--- Start ---

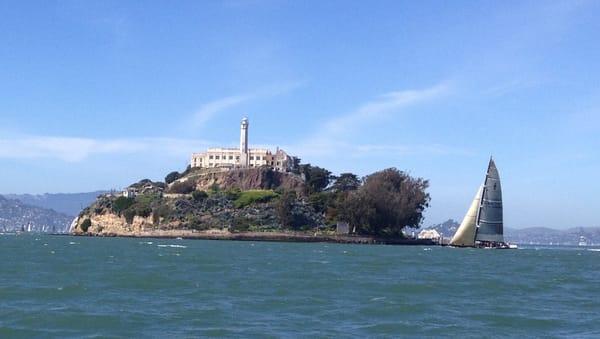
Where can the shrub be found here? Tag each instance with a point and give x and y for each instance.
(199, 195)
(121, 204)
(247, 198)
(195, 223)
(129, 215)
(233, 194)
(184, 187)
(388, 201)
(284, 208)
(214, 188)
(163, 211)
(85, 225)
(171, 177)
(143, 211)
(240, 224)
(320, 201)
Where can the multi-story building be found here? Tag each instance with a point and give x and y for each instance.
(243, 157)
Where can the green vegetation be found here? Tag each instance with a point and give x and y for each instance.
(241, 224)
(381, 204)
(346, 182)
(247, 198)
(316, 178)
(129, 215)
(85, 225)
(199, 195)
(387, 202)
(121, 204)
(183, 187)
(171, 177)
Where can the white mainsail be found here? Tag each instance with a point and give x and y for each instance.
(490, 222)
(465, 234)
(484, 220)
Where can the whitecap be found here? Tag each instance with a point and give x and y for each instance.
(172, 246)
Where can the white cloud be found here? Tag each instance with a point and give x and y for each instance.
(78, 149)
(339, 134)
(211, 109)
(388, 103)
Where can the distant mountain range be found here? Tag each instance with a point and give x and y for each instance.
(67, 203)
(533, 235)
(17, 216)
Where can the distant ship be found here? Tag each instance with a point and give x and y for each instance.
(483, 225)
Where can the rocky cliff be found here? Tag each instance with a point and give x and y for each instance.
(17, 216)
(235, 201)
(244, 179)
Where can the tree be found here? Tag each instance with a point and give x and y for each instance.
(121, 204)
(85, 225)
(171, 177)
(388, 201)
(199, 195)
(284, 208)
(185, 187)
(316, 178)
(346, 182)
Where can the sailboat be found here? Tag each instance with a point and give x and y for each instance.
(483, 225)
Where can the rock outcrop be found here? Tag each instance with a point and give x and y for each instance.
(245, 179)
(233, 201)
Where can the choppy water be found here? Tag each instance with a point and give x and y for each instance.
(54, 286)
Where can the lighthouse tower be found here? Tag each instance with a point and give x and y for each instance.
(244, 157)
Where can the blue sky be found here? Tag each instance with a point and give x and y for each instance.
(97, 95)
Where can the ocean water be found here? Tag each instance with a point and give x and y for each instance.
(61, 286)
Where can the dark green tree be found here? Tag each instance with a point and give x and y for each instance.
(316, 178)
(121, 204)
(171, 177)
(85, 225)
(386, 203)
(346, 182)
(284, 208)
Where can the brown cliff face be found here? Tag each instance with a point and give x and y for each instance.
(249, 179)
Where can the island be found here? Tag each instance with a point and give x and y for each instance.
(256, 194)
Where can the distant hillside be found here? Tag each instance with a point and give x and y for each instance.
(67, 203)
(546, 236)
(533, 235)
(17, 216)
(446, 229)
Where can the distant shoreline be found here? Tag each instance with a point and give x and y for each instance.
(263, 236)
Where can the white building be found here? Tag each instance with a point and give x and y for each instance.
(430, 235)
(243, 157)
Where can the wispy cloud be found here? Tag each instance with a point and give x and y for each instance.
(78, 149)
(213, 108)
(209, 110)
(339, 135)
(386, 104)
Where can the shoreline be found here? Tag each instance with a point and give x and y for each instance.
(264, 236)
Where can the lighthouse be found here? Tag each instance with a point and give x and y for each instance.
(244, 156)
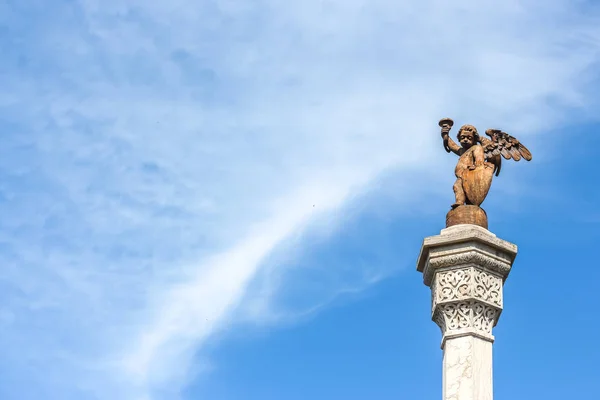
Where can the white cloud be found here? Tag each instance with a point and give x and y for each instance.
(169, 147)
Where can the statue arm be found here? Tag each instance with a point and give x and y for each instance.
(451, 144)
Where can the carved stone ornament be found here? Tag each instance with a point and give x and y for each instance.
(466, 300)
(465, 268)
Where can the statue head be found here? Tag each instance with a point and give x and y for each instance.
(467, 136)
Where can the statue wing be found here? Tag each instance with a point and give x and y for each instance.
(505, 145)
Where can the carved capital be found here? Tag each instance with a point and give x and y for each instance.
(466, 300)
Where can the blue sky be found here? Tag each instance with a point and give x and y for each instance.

--- End ---

*What you need to do:*
Rewrite all the entries above, changing "found here" to "located here" and leaving everything else unchanged. Omit the pictures.

*Exercise result:*
Where can the shrub be located here? Tag each instance with a point and give x and y for each instance.
(199, 195)
(121, 204)
(247, 198)
(195, 223)
(129, 215)
(233, 194)
(184, 187)
(388, 201)
(284, 208)
(214, 188)
(163, 211)
(85, 225)
(171, 177)
(143, 211)
(240, 224)
(320, 201)
Where can the multi-story building be located here? Tag each instance with a point and give x and y for each instance.
(243, 157)
Where can the green vegetation be located here? Tag each instance with a point and give x and y for each instance.
(241, 224)
(381, 204)
(346, 182)
(247, 198)
(316, 178)
(129, 215)
(85, 225)
(199, 195)
(387, 202)
(121, 204)
(183, 187)
(171, 177)
Where can the white mainsail be located here? Tag each instance with a point and give x and y for each instance.
(490, 222)
(465, 234)
(484, 220)
Where can the whitecap be located here? Tag each instance with a point and give x and y for each instance.
(172, 246)
Where can the white cloud be located here? Tag each instance with a point and give x and y for each instance.
(78, 149)
(339, 134)
(211, 109)
(388, 103)
Where can the distant mountain range be located here? Tag each instance with a point and give x and y for each instance.
(67, 203)
(533, 235)
(17, 216)
Where can the distant ship be located here? Tag each instance with a point and give x and y for each instance.
(483, 225)
Where can the rocky cliff be located here? Tag each instance with a point and give x and y for each instance.
(17, 216)
(235, 201)
(244, 179)
Where can the tree be located here? Tag each instance with a point and give x and y for each instance.
(121, 204)
(85, 225)
(171, 177)
(388, 201)
(199, 195)
(284, 208)
(185, 187)
(316, 178)
(346, 182)
Where can the sailboat be located here? Tag each instance with a point and give x and y for each instance.
(483, 225)
Where can the rock outcrop be located here? Tag each instance with a point and give x and y for each instance.
(245, 179)
(233, 201)
Where can the choppy water be located here? Tag each instance with a point and give x and y for each instance.
(54, 286)
Where can the lighthouse tower be located here? Tag each instance with a point and give x and y for each instance.
(244, 157)
Where can the blue sky be located here? Tag each instance with a point and give x and y for each instance.
(97, 95)
Where can the ocean water be located here? Tag each instance with a point and give x and y for each instance.
(61, 286)
Where can the dark green tree be located here? Tag each instance with a point and give x and y for each instance.
(316, 178)
(121, 204)
(171, 177)
(85, 225)
(386, 203)
(346, 182)
(284, 208)
Where can the brown cliff face be located here? Tag each instance with a point and give x and y for each instance.
(249, 179)
Where can the island be located here? Tag each instance with a point and give x and y for each instance.
(256, 194)
Where can the distant hillside be located here? Tag each instance with a point and give x and y for each instance.
(67, 203)
(546, 236)
(533, 235)
(17, 216)
(446, 229)
Where can the distant shoreline be located here? Tag each instance with a point and give x and y for each instance.
(263, 236)
Where can the white building be located here? Tag each instance with a point and give x and y for each instance.
(430, 235)
(243, 157)
Where can the wispy cloud be located here? Tag each instance with a point and give x and y for each instance.
(78, 149)
(213, 108)
(209, 110)
(339, 135)
(386, 104)
Where can the shoreline be located here? Tag each instance with a point and give x and y for each instance.
(264, 236)
Where can the lighthouse be located here? Tag each instance with a point and give x and y for each instance.
(244, 156)
Where can the white cloud be located here? Tag each instance with a point and give x and y for each instance.
(169, 147)
Where can the statue arm be located here? Tag each instance with a point and give x and y for each instance.
(451, 144)
Where can the carved stone ornament be located here? Tag each instance with a point and give x and y for each instance.
(466, 300)
(465, 268)
Where can the statue head be located here? Tag each instance with a point and give x and y for each instance.
(467, 136)
Where can the statue wing be located here? Tag each instance with a point and give x and y for each instance.
(505, 145)
Where can the carved capital be located here? Tag each instance with a point and give x and y for each instance.
(466, 300)
Where can the blue sky be located here? Tag each instance with a point and give x and y for each instance.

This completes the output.